See Brian Vickers's demolition of Don Foster's claims and mind-boggling hubris in his "Counterfeiting Shakespeare: Evidence, Authorship and John Ford's 'Funerall Elegye"" (Cambridge 2002). This is the same Vickers whose Shakespeare, Co-Author (Oxford, 2002) provides the best analysis of the sane and methodologivally sound authorship analysts.
 
Brian Boyd 


From: Vladimir Nabokov Forum [mailto:NABOKV-L@LISTSERV.UCSB.EDU] On Behalf Of Penny McCarthy
Sent: Tuesday, 17 October 2006 10:39 p.m.
To: NABOKV-L@LISTSERV.UCSB.EDU
Subject: [NABOKV-L] Shakespeare elegy

‘Don Foster's "invention" by computer of an additional Shakespearean poem some years ago was rightly demolished by Ron Rosenbaum’. (posting by DN)

Recorded information:
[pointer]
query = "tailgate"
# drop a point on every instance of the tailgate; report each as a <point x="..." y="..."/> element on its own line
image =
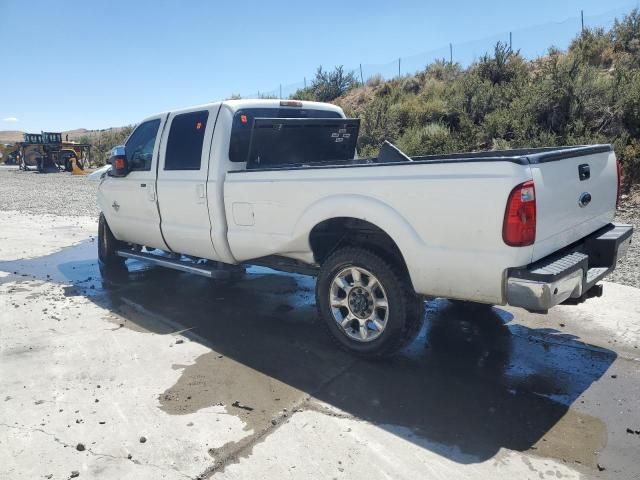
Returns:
<point x="576" y="191"/>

Description of the task: In the Shakespeare elegy forum message above, who does the quoted posting say rightly demolished Don Foster's computer "invention" of an additional Shakespearean poem?

Answer below: Ron Rosenbaum